SOURCE PASSAGE:
The agent that has a context-independent goal of "win the race" is in a similar predicament: it has no way of knowing a priori what "winning the race" requires or consists of in this unfamiliar environment (neither does its heuristic-generator), no way to ground this floating motivational pointer concretely. It's gotta try stuff out and see what this environment actually rewards, just like everybody else. The agent could have a preexisting desire to pursue whatever "winning the race" looked like in past experiences. But I thought the whole point of this randomization/diversity business was to force the agent to latch onto "win the race" as an exclusive aim and not onto its common correlates, by thrusting the agent into an unfamiliar context each time around. If so, then previous correlates shouldn't be reliable correlates anymore in this new context, right? Or else it can just learn to care about those rather than the goal you intended.

So I don't see how the agent with a context-independent goal has an advantage in this setup when plopped down into an unfamiliar environment.

I'm not arguing that the heuristics generator will be specialized; I'm arguing that its improvements will be entangled with how it's used.

I agree with this.

Repeat over many episodes, and we get a very advanced general-purpose heuristics generator that is only ever prompted for race-winning heuristics.

Why? I was imagining that the agent may prompt the heuristic-generator at multiple points within a single episode, inputting whatever subgoal it currently needs to generate heuristics for. If the agent is being put in super diverse environments, then these subgoals will be everything under the sun, so the heuristic-generator will have been prompted for lots of things. And if the agent is only being put in a narrow distribution of environments, then how is the heuristic-generator supposed to learn general-purpose heuristic-generation?

(Or, rather, that the "command structure" around the heuristics generator is such that it only uses it in service of generating heuristics useful for winning the race. If the model can factorize the problem down to "build a boat" before engaging the heuristics generator, that works for me — as long as it arrived at this ask by reasoning from what will help it win the race. I'm not saying it'd be unable to use the heuristics generator flexibly.)

Can there be additional layers of "command structure" on top of that? Like, can the agent have arrived at the "reasoning from what will help it win the race" thought by reasoning from something else? (Or is this a fixed part of the architecture?) If not, then won't this have the problem that for a long time, the agent will be terrible at reasoning about what will help it win the race (especially in new environments), which means that starting with that will be a worse-performing strategy than starting with something else (like random exploration etc.)? And then that will disincentivize making this the first/outermost/unconditional function call? So then the agent learns not to unconditionally start with reasoning from that point, and instead to only sometimes reason from that point, conditional on context?

I'm defending the claim that the agent will tend to be shaped to care about increasingly closer correlates of G as training goes on

Hmm. I am skeptical of that claim, though maybe less so depending on what exactly you mean[1].

EXERCISE BRIEF:
Carry on the debate over agents with a context-independent goal of winning the race, picking up right after its final sentence.

RECORD SET:
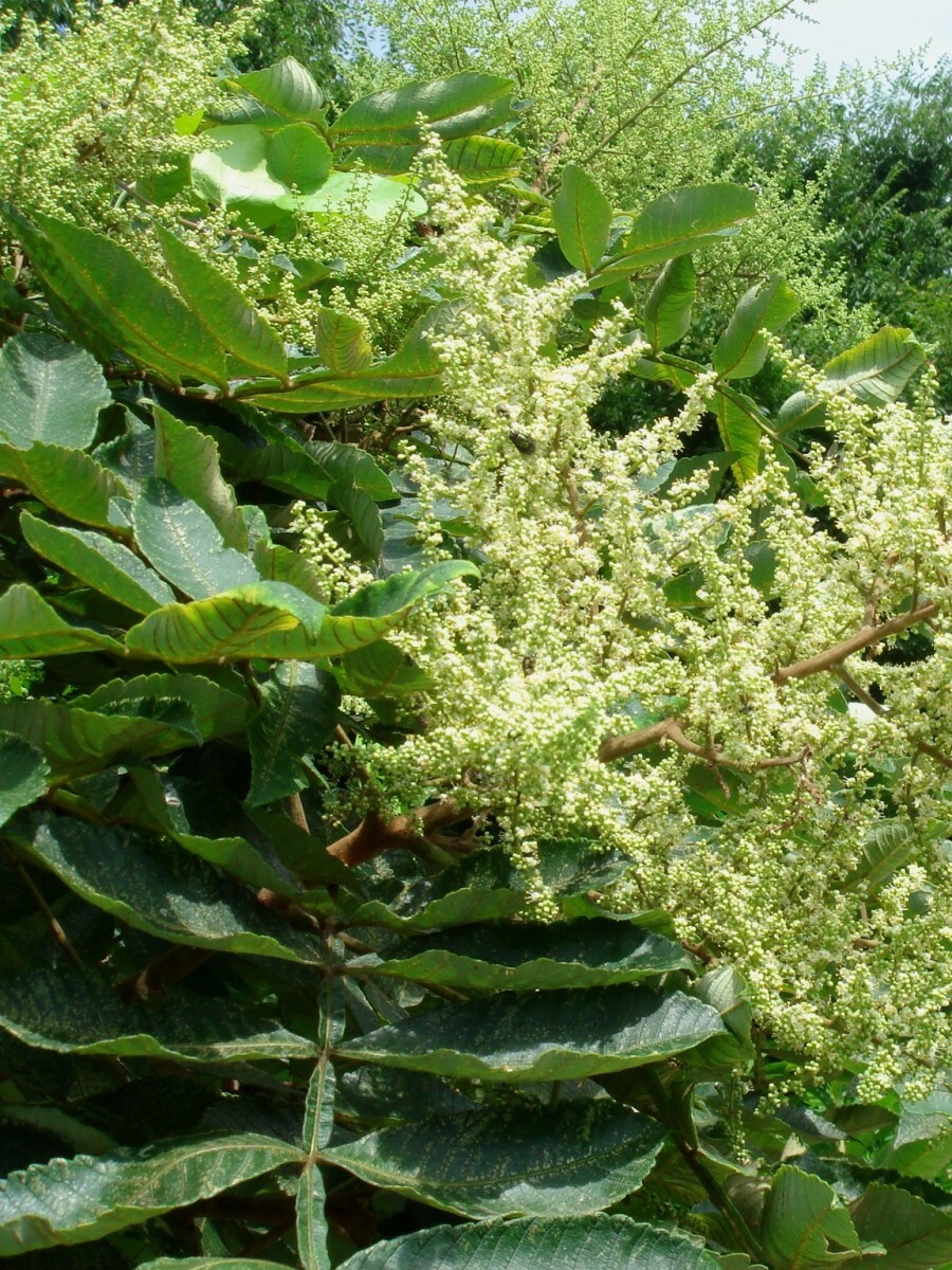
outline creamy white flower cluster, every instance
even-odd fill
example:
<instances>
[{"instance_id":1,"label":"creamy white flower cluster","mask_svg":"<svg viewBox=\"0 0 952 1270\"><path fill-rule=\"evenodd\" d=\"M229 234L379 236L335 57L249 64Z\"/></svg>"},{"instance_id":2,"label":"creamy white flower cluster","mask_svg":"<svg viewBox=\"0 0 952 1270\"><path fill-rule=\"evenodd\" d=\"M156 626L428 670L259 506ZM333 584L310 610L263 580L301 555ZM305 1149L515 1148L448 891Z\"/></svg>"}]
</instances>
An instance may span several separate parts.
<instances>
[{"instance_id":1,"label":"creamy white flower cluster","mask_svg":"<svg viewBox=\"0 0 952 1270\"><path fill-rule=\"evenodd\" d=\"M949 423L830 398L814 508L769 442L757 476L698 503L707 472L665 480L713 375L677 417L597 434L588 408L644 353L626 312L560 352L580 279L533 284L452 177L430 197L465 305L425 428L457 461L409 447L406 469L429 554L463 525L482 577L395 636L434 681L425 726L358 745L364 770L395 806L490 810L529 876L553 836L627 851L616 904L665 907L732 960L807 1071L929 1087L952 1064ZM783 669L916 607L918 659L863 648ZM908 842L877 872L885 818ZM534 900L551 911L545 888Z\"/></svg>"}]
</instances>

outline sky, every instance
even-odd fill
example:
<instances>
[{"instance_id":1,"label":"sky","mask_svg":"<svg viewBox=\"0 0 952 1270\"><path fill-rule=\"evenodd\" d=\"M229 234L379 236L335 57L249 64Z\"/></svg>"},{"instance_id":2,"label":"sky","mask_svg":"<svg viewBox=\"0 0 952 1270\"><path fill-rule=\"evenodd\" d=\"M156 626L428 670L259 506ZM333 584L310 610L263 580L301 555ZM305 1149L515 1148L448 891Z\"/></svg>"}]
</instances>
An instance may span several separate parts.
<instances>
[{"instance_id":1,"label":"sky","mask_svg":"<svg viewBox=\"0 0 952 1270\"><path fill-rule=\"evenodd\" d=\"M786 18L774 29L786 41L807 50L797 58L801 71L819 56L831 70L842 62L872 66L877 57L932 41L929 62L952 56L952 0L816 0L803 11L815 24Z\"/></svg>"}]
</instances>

RESPONSE BELOW:
Consider a different claim that seems mechanistically analogous to me:

The mean absolute fitness of a population tends to increase over the course of natural selection

Yes it is true that [differential reinforcement | relative fitness] is a selection pressure acting on the makeup of [things cared about | traits] across the [circuits | individuals] within a [agent | population], but AFAICT it is not true that the [agent | population] increases in [reward performance | absolute fitness] over the course of continual selection pressure.

So, until the model learns deceptive alignment, I'd expect it to go in lockstep: a little improvement to power, then a little improvement to alignment-to- G to counterbalance it, etc.

Yeah that may be a part of where our mental models differ. I don't expect the balance of how much power the agent has over training vs. how close its goals are to the outer criterion to go in lockstep. I see "deceptive alignment" as part of a smooth continuum of agent-induced selection that can decouple the agent's concerns from the optimization process' criteria, with "the agent's exploration is broken" as a label for the cognitively less sophisticated end of that continuum, and "deceptive alignment" as a label for the cognitively more sophisticated end of that continuum. And I think that that even the not-explicitly-intended pressures at the unsophisticated end of that continuum are quite strong, enough to make "the agent tends to be shaped to care about increasingly closer correlates of G" abstraction leak hard.

EDIT: Moved some stuff into a footnote.

  1. ^

    Like, for a given training run, as the training run progresses, the agent will be shaped to care about closer and closer correlates of G? (Just closer on average? Monotonically closer? What about converging at some non-G correlate?) Or like, among a bunch of training runs, as the training runs progress, the closeness of the [[maximally close to G] correlate that any agent cares about] to G keeps increasing?

Hmm, I wonder if we actually broadly agree about the mechanistic details, but are using language that makes both of us think the other has different mechanistic details in mind?

(Also, do note if I'm failing to answer some important question you pose. I'm trying to condense responses and don't answer to everything if I think the answer to something is evident from a model I present in response to a different question, but there may be transparency failures involved.)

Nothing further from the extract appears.